> _Written task_
Could you arrange all of the material below as a numbered list, omitting any blank lines and leaving the pictures out?

----------

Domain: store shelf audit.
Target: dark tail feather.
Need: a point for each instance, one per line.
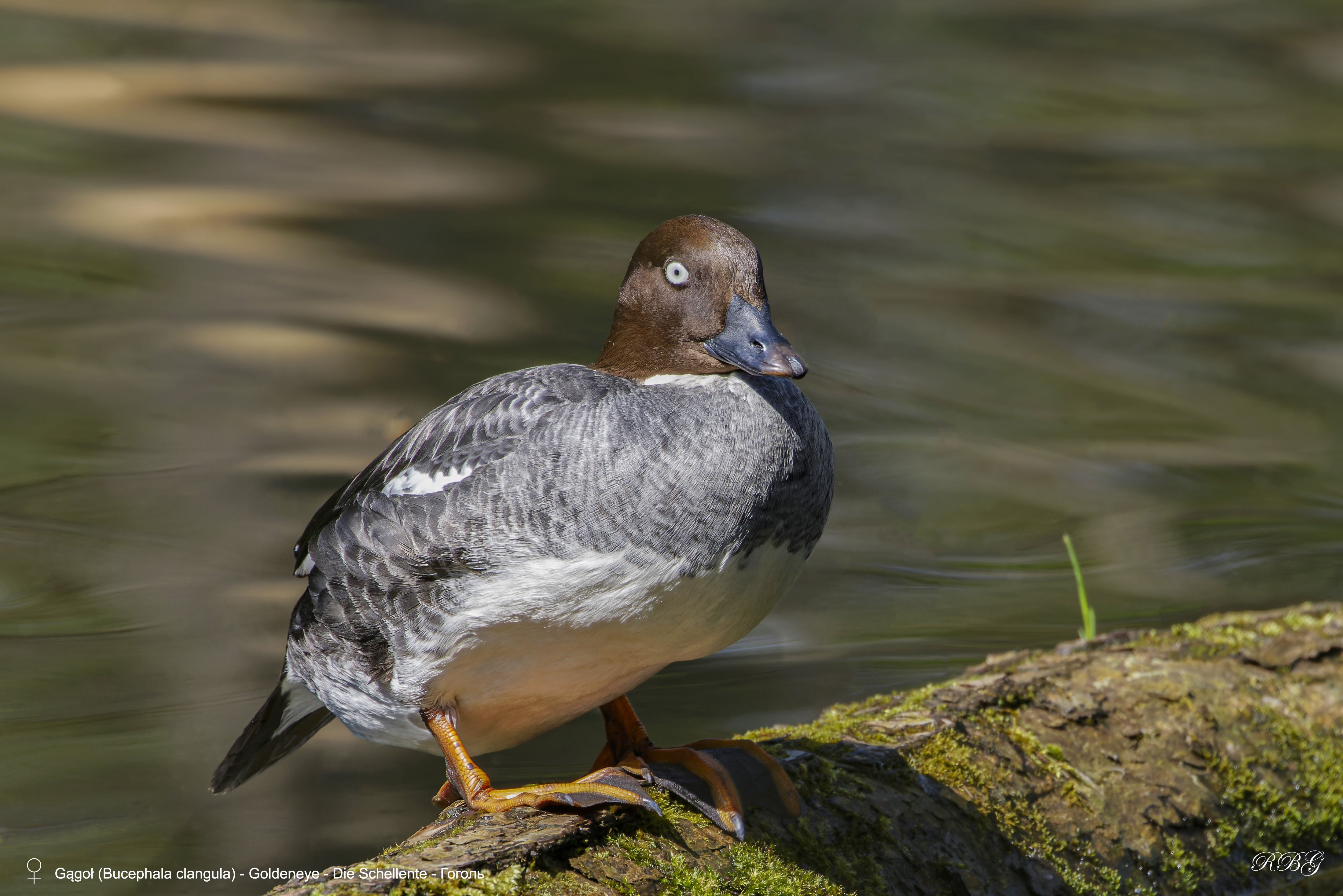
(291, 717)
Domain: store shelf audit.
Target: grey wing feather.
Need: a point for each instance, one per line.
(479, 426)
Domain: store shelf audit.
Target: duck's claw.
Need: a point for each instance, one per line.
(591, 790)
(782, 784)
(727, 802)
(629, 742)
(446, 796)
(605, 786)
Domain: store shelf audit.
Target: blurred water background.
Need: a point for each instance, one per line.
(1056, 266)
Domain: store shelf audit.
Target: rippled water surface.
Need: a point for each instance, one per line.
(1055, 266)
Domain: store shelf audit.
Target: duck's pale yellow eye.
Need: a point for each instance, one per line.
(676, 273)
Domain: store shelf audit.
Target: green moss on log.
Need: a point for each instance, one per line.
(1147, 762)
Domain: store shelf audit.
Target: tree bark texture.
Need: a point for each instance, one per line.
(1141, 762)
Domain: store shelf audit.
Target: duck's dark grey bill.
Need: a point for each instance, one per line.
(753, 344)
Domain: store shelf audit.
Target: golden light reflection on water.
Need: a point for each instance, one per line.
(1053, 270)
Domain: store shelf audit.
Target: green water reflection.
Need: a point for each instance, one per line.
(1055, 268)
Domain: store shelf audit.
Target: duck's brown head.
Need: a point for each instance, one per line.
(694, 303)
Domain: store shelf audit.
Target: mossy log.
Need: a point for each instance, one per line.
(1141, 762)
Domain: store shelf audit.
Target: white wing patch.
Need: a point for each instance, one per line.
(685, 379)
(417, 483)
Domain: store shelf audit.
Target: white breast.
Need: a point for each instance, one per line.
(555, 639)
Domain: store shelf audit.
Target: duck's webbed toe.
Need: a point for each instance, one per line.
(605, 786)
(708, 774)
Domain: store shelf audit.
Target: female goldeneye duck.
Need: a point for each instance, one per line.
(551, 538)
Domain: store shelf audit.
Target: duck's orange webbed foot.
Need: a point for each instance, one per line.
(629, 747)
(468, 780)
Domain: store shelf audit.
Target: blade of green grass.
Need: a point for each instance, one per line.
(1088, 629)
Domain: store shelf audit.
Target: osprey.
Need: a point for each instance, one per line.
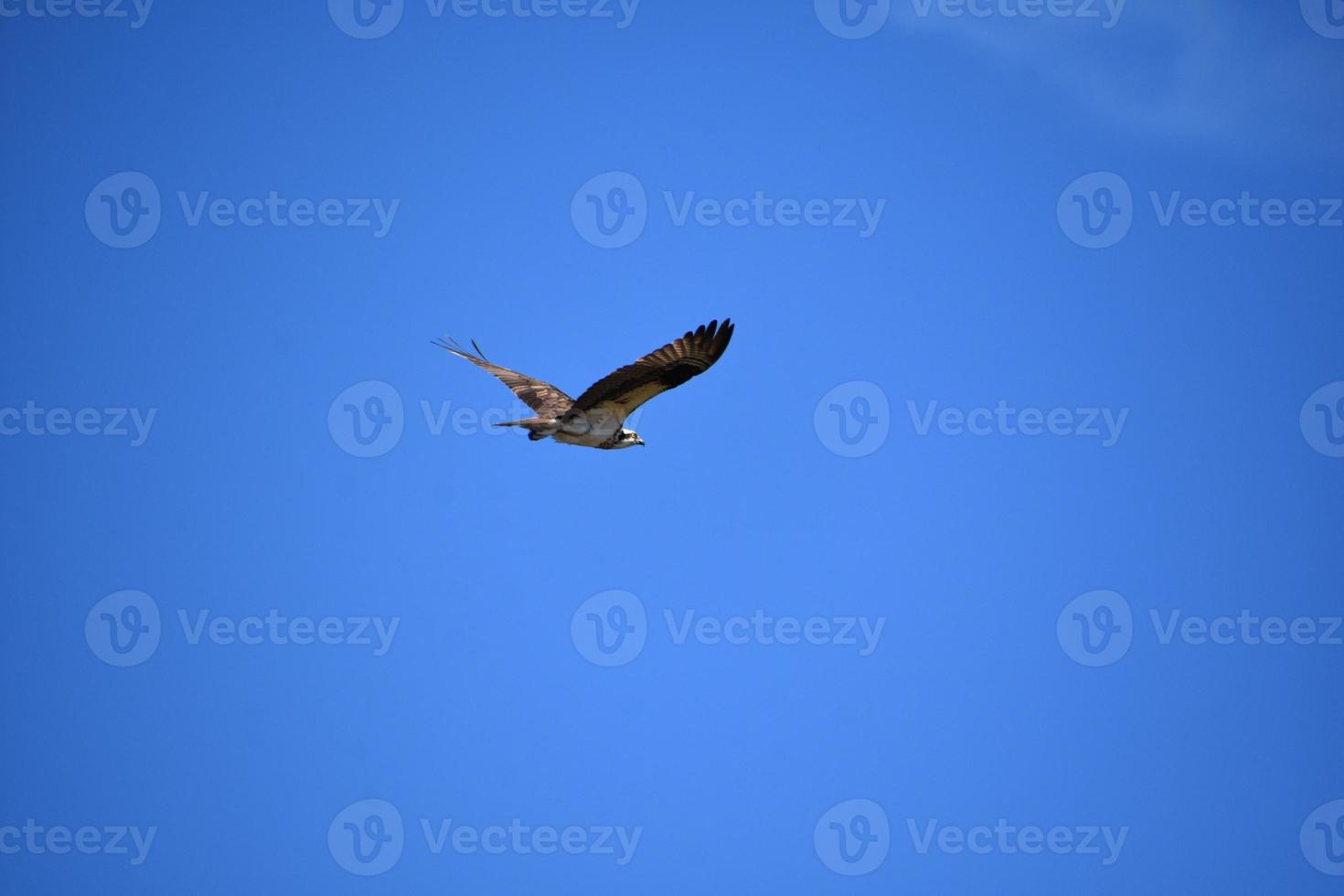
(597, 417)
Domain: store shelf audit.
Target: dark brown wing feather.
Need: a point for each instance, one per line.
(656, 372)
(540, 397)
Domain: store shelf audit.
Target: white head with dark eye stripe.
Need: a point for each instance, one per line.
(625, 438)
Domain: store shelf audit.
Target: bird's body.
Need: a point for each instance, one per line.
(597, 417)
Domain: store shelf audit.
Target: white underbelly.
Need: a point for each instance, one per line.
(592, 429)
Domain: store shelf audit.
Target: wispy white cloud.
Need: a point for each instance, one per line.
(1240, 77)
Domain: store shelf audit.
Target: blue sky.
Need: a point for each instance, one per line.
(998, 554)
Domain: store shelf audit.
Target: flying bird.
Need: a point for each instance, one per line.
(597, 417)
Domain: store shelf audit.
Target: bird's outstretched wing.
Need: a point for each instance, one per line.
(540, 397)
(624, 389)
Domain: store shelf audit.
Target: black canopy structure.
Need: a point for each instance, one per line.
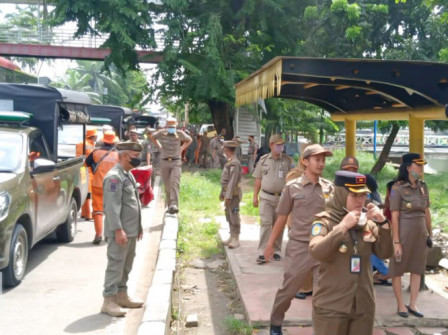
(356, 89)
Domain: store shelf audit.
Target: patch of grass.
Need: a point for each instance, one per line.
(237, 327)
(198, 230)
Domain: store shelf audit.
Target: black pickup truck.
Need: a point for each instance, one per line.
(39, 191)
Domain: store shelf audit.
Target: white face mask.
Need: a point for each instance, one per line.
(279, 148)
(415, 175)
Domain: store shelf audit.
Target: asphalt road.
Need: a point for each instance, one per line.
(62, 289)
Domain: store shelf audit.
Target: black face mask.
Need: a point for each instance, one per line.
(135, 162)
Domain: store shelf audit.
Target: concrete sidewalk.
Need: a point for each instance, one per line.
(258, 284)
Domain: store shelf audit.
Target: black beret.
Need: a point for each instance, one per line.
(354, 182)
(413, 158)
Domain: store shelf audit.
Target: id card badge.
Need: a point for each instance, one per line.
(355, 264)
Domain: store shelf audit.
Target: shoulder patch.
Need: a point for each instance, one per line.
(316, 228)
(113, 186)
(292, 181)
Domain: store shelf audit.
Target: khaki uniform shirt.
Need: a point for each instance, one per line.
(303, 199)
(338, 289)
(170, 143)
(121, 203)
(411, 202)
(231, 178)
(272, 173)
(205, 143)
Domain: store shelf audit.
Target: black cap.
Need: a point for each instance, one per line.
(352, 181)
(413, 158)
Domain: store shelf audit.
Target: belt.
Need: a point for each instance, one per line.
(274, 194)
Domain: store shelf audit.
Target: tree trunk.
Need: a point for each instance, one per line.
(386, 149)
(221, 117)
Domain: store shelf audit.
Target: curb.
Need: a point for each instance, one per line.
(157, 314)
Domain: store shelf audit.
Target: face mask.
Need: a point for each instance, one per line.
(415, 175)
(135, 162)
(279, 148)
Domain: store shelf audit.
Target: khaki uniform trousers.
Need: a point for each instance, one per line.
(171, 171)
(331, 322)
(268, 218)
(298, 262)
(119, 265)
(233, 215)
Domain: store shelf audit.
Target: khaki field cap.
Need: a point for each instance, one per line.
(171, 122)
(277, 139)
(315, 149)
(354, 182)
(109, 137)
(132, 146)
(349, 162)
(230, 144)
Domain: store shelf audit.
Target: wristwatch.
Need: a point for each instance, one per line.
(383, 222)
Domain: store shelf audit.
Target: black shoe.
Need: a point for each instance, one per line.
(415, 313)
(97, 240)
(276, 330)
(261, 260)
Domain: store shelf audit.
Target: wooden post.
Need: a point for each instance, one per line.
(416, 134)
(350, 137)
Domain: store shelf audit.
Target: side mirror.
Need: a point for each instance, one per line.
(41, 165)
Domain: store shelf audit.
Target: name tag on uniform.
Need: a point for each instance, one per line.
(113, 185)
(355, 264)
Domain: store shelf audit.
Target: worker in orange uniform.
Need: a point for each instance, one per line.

----------

> _Solution for this exercise_
1. Domain: store shelf audit.
2. Target: dark tail feather.
3. Need: a point for each instance, one per line.
4. (291, 717)
5. Domain: store shelf audit.
6. Target: grey wing feather.
7. Need: a point for each instance, one per line.
8. (479, 426)
9. Domain: store shelf audit.
10. Target: duck's claw.
11. Need: a point for each instance, one per line.
12. (591, 790)
13. (782, 784)
14. (727, 802)
15. (629, 742)
16. (446, 796)
17. (605, 786)
18. Domain: store shelf audit.
19. Target: blurred water background.
20. Need: a point for each instance, one per line.
21. (1056, 266)
22. Domain: store shelf audit.
23. Target: rippled water surface.
24. Need: a point for each instance, one per line.
25. (1055, 266)
26. Domain: store shelf audit.
27. Target: duck's pale yellow eye.
28. Need: a point for each instance, one per line.
29. (676, 273)
30. Domain: store shelf audit.
31. Target: green moss on log.
32. Need: a point for each instance, one per line.
33. (1147, 762)
34. Domain: store shelf audit.
35. Target: tree bark texture.
36. Need: a point for each instance, one per line.
37. (1141, 762)
38. Domain: store shelf audit.
39. Target: duck's dark grey bill.
40. Need: a point for each instance, one per line.
41. (753, 344)
42. Domain: store shelf audit.
43. Target: golden light reflection on water.
44. Need: a point for each instance, one per line.
45. (1053, 270)
46. Domain: store shelf audit.
47. Target: green water reflection.
48. Need: a point for each instance, one per line.
49. (1055, 268)
50. Domain: store shelf audit.
51. Target: duck's brown head.
52. Need: a point for each instance, one per line.
53. (694, 303)
54. Domain: store shelf audit.
55. Target: mossy log.
56. Need: a point for each instance, one per line.
57. (1141, 762)
58. Domain: store shelf audit.
59. Target: white wing patch.
60. Need: a point for each instance, one per line.
61. (685, 379)
62. (417, 483)
63. Domain: store shelf audit.
64. Target: white breast.
65. Need: a point for each instance, one per line.
66. (555, 639)
67. Domain: store shelf audit.
68. Target: duck's webbed toe.
69. Need: a point for each instance, one per line.
70. (605, 786)
71. (708, 774)
72. Domain: store shelf audit.
73. Target: female goldeneye duck.
74. Need: a point for each instance, one per line.
75. (551, 538)
76. Domain: store shelf audit.
77. Target: duck's orange webbed foot.
78. Need: a point for each instance, one per line.
79. (629, 747)
80. (468, 780)
81. Domain: store shelf audit.
82. Target: blade of green grass.
83. Need: a point for each instance, one per line.
84. (1088, 629)
85. Domain: store shelf audit.
86. Target: osprey.
87. Need: a point for each instance, one per line.
88. (597, 417)
89. Domain: store shelf audit.
90. Target: dark brown wing feather.
91. Need: a point for each instance, one per line.
92. (656, 372)
93. (540, 397)
94. Domain: store shelf audit.
95. Target: white head with dark eye stripe.
96. Need: a point for each instance, one per line.
97. (625, 438)
98. Domain: store shelf audit.
99. Target: bird's body.
100. Need: a point for each instance, one per line.
101. (597, 417)
102. Domain: store shelf audit.
103. Target: white underbelly.
104. Need: a point for each instance, one per line.
105. (592, 429)
106. Domain: store shelf audit.
107. Target: wispy white cloud.
108. Need: a point for each instance, one per line.
109. (1240, 77)
110. Domain: store shelf audit.
111. Target: blue sky.
112. Need: a point for each instance, one per line.
113. (998, 554)
114. Domain: store shelf audit.
115. Target: flying bird.
116. Need: a point for each instance, one per line.
117. (597, 417)
118. Domain: store shelf audit.
119. Target: bird's outstretched wing.
120. Need: a point for each instance, one per line.
121. (540, 397)
122. (624, 389)
123. Domain: store shelf audit.
124. Target: black canopy structure.
125. Need: a point for each instance, one per line.
126. (356, 89)
127. Domain: store shelf audit.
128. Target: patch of grass.
129. Need: a point for each instance, one per line.
130. (237, 327)
131. (198, 230)
132. Domain: store shelf audit.
133. Target: black pickup truck.
134. Need: a point for each instance, one per line.
135. (39, 191)
136. Domain: store shelf audit.
137. Target: white face mask.
138. Need: a point for each instance, one per line.
139. (279, 148)
140. (415, 175)
141. Domain: store shelf audit.
142. Target: asphalt road.
143. Need: a point for each instance, one per line.
144. (62, 289)
145. Domain: store shelf audit.
146. Target: black face mask.
147. Need: a point for each instance, one per line.
148. (135, 162)
149. Domain: store shelf audit.
150. Target: concrete sidewalk.
151. Need: a point for each instance, one per line.
152. (258, 284)
153. Domain: store shelf audit.
154. Target: black beret.
155. Need: a point for each instance, one per line.
156. (354, 182)
157. (413, 158)
158. Domain: store shelf audit.
159. Target: id card badge.
160. Need: a point for each instance, one per line.
161. (355, 264)
162. Domain: store shelf audit.
163. Target: shoulder patch.
164. Need: a point for each instance, one per line.
165. (316, 228)
166. (113, 186)
167. (292, 181)
168. Domain: store shelf audit.
169. Target: khaki uniform shirt.
170. Need: a point for each instance, one per line.
171. (303, 199)
172. (338, 289)
173. (170, 143)
174. (121, 203)
175. (411, 202)
176. (231, 178)
177. (272, 173)
178. (205, 143)
179. Domain: store shelf audit.
180. Target: black cap.
181. Need: a point for each instance, one per line.
182. (352, 181)
183. (413, 158)
184. Domain: store shelf audit.
185. Target: belt.
186. Need: a point for each instance, one per line.
187. (274, 194)
188. Domain: store shelf audit.
189. Target: tree trunk.
190. Need: a point for each instance, one per line.
191. (386, 149)
192. (221, 117)
193. Domain: store shelf audit.
194. Target: curb.
195. Need: a point for each instance, one per line.
196. (157, 314)
197. Domain: store shelf audit.
198. Target: face mask.
199. Need: a point for each instance, one per line.
200. (415, 175)
201. (135, 162)
202. (279, 148)
203. Domain: store shelf audit.
204. Target: khaki uniform trousers.
205. Need: a point for each instance, one per line.
206. (171, 171)
207. (331, 322)
208. (268, 218)
209. (298, 262)
210. (119, 265)
211. (233, 215)
212. Domain: store shelf audit.
213. Target: khaki field cap.
214. Need: a point for each instance, one per line.
215. (171, 122)
216. (277, 139)
217. (315, 149)
218. (354, 182)
219. (109, 137)
220. (132, 146)
221. (349, 162)
222. (230, 144)
223. Domain: store shelf audit.
224. Target: wristwatch.
225. Need: a point for each instance, one per line.
226. (383, 222)
227. Domain: store shelf audit.
228. Target: black shoe.
229. Need: a point for each instance, one per line.
230. (415, 313)
231. (97, 240)
232. (276, 330)
233. (261, 260)
234. Domain: store shelf audit.
235. Target: wooden post.
236. Need: a point for each instance, one per line.
237. (416, 134)
238. (350, 137)
239. Domain: store shelf audit.
240. Target: side mirror.
241. Need: a point for each instance, one per line.
242. (41, 165)
243. Domain: store shelf audit.
244. Target: name tag on uniform.
245. Need: a point for each instance, one per line.
246. (113, 185)
247. (355, 264)
248. Domain: store shelf audit.
249. Target: worker in orange uniform.
250. Need: a point for each instance, one per line.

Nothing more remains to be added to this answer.